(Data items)
..............................

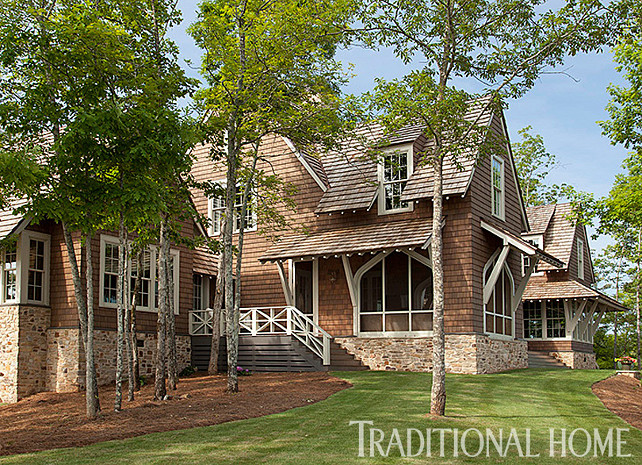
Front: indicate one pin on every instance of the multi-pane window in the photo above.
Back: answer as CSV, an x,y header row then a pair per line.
x,y
555,319
217,207
395,295
146,270
36,271
144,285
10,273
497,185
395,171
533,327
580,258
110,273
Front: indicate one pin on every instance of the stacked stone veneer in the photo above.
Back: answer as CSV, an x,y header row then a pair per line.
x,y
465,353
36,358
66,359
23,351
576,360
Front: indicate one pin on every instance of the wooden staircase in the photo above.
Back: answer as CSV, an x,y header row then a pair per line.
x,y
272,353
543,360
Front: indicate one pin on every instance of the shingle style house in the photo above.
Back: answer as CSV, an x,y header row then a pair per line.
x,y
362,275
562,309
355,292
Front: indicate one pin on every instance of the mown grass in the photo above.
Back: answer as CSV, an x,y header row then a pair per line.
x,y
320,433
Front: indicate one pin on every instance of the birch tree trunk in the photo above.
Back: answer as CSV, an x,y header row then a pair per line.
x,y
160,388
93,402
120,315
172,363
81,303
637,298
438,393
212,368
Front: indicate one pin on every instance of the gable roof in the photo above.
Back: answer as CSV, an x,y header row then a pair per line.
x,y
10,222
352,174
558,230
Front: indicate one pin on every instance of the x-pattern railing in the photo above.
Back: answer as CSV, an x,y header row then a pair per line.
x,y
271,320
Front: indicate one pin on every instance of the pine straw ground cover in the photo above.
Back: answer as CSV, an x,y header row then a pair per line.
x,y
49,420
320,433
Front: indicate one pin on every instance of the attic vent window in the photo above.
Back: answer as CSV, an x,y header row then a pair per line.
x,y
580,258
394,171
497,186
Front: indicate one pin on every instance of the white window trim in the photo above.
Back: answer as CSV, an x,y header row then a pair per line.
x,y
502,204
381,197
388,334
210,214
2,283
506,268
104,239
539,238
580,258
23,267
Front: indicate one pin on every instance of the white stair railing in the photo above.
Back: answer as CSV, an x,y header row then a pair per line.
x,y
271,320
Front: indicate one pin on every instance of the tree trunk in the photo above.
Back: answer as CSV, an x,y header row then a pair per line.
x,y
637,298
172,363
81,304
120,315
134,376
160,389
212,369
93,402
438,394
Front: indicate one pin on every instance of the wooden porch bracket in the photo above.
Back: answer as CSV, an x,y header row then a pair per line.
x,y
519,292
287,291
497,269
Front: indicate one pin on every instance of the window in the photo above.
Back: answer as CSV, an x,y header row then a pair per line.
x,y
145,269
498,312
580,258
497,185
394,171
526,260
533,320
395,296
148,275
110,274
555,319
9,273
217,211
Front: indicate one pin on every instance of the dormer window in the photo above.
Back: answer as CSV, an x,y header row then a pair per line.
x,y
394,171
580,258
497,187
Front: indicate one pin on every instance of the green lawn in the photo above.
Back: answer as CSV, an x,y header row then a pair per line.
x,y
320,434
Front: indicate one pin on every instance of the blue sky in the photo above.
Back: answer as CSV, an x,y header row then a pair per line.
x,y
563,110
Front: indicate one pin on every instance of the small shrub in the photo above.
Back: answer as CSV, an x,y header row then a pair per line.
x,y
243,371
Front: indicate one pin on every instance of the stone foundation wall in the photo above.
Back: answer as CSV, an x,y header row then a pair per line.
x,y
465,353
32,358
577,360
9,353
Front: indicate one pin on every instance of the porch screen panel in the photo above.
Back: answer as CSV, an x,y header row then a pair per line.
x,y
555,319
371,289
533,320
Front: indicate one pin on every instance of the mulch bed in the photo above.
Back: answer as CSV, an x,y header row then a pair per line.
x,y
49,420
622,395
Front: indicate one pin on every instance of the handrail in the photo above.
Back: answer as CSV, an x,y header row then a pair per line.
x,y
271,320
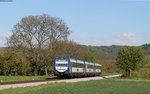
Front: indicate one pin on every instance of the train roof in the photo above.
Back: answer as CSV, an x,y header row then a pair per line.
x,y
80,61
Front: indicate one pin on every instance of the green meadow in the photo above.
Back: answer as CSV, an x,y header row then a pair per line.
x,y
88,87
23,78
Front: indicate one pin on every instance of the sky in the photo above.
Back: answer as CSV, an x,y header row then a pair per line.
x,y
92,22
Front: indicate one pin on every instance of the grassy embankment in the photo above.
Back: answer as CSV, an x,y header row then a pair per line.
x,y
89,87
23,78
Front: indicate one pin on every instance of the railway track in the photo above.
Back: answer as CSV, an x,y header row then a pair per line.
x,y
7,85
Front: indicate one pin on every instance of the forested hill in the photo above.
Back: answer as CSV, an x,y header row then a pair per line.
x,y
112,50
107,50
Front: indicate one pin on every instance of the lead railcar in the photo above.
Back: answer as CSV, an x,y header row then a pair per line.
x,y
68,67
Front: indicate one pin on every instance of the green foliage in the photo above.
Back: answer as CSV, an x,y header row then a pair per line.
x,y
12,63
88,87
130,58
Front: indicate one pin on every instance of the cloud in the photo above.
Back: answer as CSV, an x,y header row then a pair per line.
x,y
3,37
127,38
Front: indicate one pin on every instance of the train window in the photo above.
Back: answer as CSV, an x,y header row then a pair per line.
x,y
61,60
61,65
79,65
90,66
98,67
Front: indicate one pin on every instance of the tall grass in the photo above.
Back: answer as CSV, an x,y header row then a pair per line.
x,y
23,78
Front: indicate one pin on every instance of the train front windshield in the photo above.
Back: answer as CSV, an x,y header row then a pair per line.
x,y
61,63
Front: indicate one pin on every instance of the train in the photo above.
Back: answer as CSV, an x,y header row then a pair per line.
x,y
68,67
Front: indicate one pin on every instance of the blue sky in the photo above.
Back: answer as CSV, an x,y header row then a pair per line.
x,y
92,22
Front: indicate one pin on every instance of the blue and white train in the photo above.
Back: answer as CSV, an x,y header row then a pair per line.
x,y
68,67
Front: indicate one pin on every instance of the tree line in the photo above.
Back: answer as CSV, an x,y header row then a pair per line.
x,y
34,43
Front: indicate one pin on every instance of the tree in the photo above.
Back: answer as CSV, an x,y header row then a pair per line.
x,y
130,59
35,34
12,63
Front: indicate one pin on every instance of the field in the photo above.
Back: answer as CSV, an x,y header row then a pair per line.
x,y
23,78
89,87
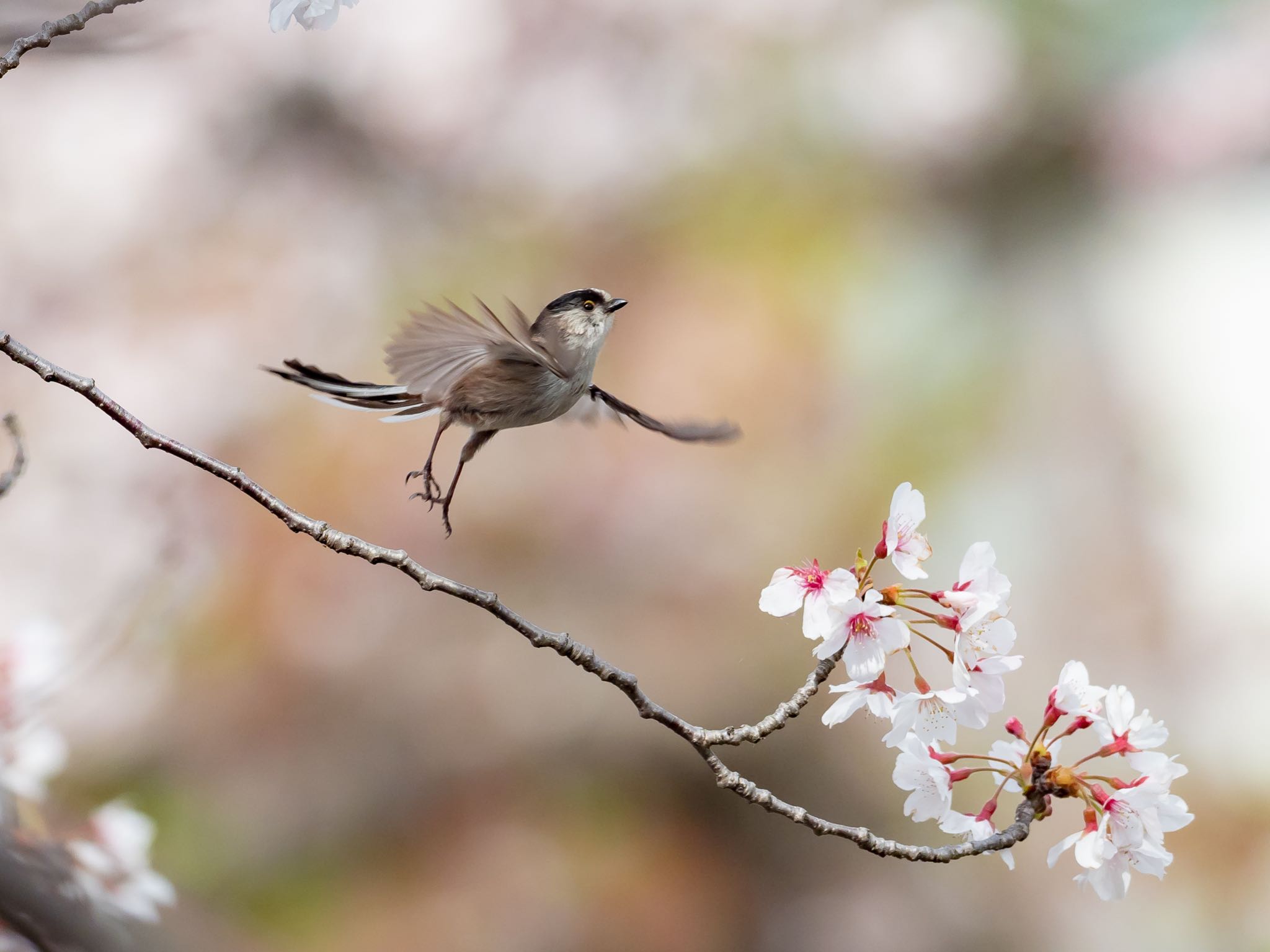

..............................

Update the listing so that every "indicate" becomes "place", keeping everything else unchanged and omitting the pictures.

Front: place one pin on every instance of the multi-pane window in the photo above.
Back: answer as CSV, an x,y header row then a pair per line.
x,y
555,319
217,207
395,295
146,270
36,271
144,285
10,273
497,185
395,171
533,327
580,258
110,273
Front: place one pin on every instance of the stacked stone veneer in the photo above.
Back: answer as CSV, an x,y header row then a pair per line.
x,y
465,353
36,358
66,359
23,351
576,360
Front: place one pin on every instance of the wooden staircase in the photo above.
Back: answer as CSV, an x,y header row then a pair per line.
x,y
272,353
543,360
Front: place one pin on every instance of the shingle style house in the photo above.
Back: answer as CSV, an x,y header row then a pair per line.
x,y
362,275
562,309
355,292
Front: place one pin on every instance of the mown grass in the photo above.
Back: answer as CSV, an x,y header row then a pair per line.
x,y
320,433
Front: place one pin on every instance of the birch tree trunk in the photo above.
Back: answer as CSV, an x,y header row then a pair per line.
x,y
160,388
93,402
120,315
172,363
81,303
637,298
438,393
212,368
Front: place one pin on every instance of the gable roof in the photo above.
Back: answer as CSV, an x,y header row then a pair per line.
x,y
10,222
352,174
558,230
Front: place one pin on every instance of the x-pattern railing in the photo above.
Back: answer as CSV, an x,y header row then a pair per line.
x,y
271,320
Front: place one pin on every instance of the pine straw ground cover in the photo above.
Back: answer as CSV, an x,y header row then a pair per line.
x,y
49,420
320,433
Front: place one pin on every instance of the attic vent window in the photo above.
Back: answer as CSV, an x,y header row then a pair per line.
x,y
580,258
394,171
497,186
Front: place one pin on every instance of the white window trim in the photo above.
Back: answer as CSV, an x,y header row then a pair per line.
x,y
502,204
381,197
388,334
210,214
2,283
506,268
104,239
539,238
580,258
23,267
Front: place one pin on every instance of the white stair railing in the photo above.
Back: answer as CSV, an x,y header row then a pair per line.
x,y
271,320
Front: place one pin on every instance of the tree trunk in the photo above.
Back: answer as CSV, an x,y header row then a pair per line.
x,y
637,298
172,363
81,304
120,315
134,376
160,389
212,369
93,402
438,394
Front: place one pin on every instance of the wooden porch bracket in the photo above.
Back: answer as CSV, an x,y header row then a pair per line.
x,y
519,292
287,291
497,269
Front: place one pin on every instance of the window in the photo above.
Back: answer as CSV, an x,y header row then a pair per line.
x,y
145,269
498,312
580,258
497,185
394,171
526,260
533,320
395,296
148,275
110,274
555,319
9,273
217,211
Front: place one pin on every instance of the dormer window in the photo above.
Back: answer as CSV, an x,y header row then a pair per line.
x,y
394,171
580,258
497,187
Front: place one pin on every instance of the green lawn in the photo above.
Back: answer as CSV, an x,y header row then a pair per line.
x,y
320,434
Front: place one pin on every instance of the blue sky in the photo above.
Back: answer as CSV, an x,y header row then a pair per line.
x,y
563,110
Front: place one pin on every instance of the small shrub in the photo above.
Back: answer as CSV, an x,y header row then a pair per line.
x,y
243,371
Front: place one pin on every instance of the stone foundation wall in the photo above.
Back: answer as CSV, an x,y header row then a pair per line.
x,y
465,353
32,358
577,360
9,353
Front: place one pin on every instance of the porch screen panel in the photo above.
Back: answer as CSV, an x,y header row then a pair per line.
x,y
555,319
371,289
533,320
Front: place one pin on every instance of the mulch bed in the photo above.
Back: answer as CSV, an x,y header row then a pair per line.
x,y
49,420
622,395
Front: place one pin on every instance of the handrail in the photo above.
Back: answer as CSV, an x,y header row then a pair per line.
x,y
271,320
Front: place one pin on every instance of the train roof in the photo above.
Back: answer as CSV, an x,y header row then a pair per line.
x,y
80,61
Front: place one pin on every instance of the green meadow in the photo above.
Back: answer as CSV, an x,y header row then a pair per line.
x,y
88,87
23,78
Front: place one pin on every instance of the sky in the photo above.
Back: answer as CSV, an x,y header row then a pair per line.
x,y
92,22
Front: place one pin on every instance of the grassy embankment in the photo above.
Back: answer as CSV, an x,y header row then a pair per line.
x,y
89,87
23,78
Front: place one pin on every instance of the railway track in the photo above.
Back: answer as CSV, an x,y header row then a pair per line.
x,y
7,85
Front: place one pin on every instance of the forested hill in the photo above.
Back: answer as CSV, an x,y header row then a pair per line.
x,y
112,50
107,50
Front: place one pin on every instance of the lead railcar in the photo above.
Back: answer as CSV, an x,y header row then a pair per line.
x,y
68,67
Front: place one pin on every instance of the green foliage in the photo above.
Back: answer as CSV, an x,y header row then a pair per line.
x,y
12,63
88,87
130,58
Front: place one pin on every instance of the cloud in the photo above.
Back: answer as CSV, an x,y header row then a pair per line.
x,y
3,37
127,38
Front: place one pin on every instance of the train window in the photo above.
Back: answer as CSV, an x,y header row then a pair per line.
x,y
61,60
61,65
79,65
90,66
98,67
Front: place one pin on every instance of the tall grass in the photo above.
Back: answer as CSV, an x,y header row then a pair per line.
x,y
23,78
Front: place one pin on every instance of the train front windshield in the photo above.
Back: answer as CSV, an x,y header row then a pair per line.
x,y
61,63
Front: place one pin on every instance of the train in the photo above.
Back: answer as CSV, an x,y header row then a pair per line.
x,y
68,67
Front: place one pin on every instance of the blue sky in the photo above.
Back: answer as CSV, an x,y header row then a pair per line.
x,y
92,22
Front: place one pin on every instance of the blue and white train in the photo above.
Back: answer as CSV, an x,y header row then a pair per line.
x,y
68,67
Front: place one pin on every instance of the tree line in the photo above.
Back: answer as CSV, an x,y header row then a pair per line.
x,y
34,43
Front: place one pin on every instance of the tree in the photo above.
Back: answer as CSV, an x,y header row then a pair per line.
x,y
130,59
35,34
12,63
Front: place one pin on every instance of the field in the photo above.
Back: answer as CSV, an x,y header row then a pair per line.
x,y
23,78
89,87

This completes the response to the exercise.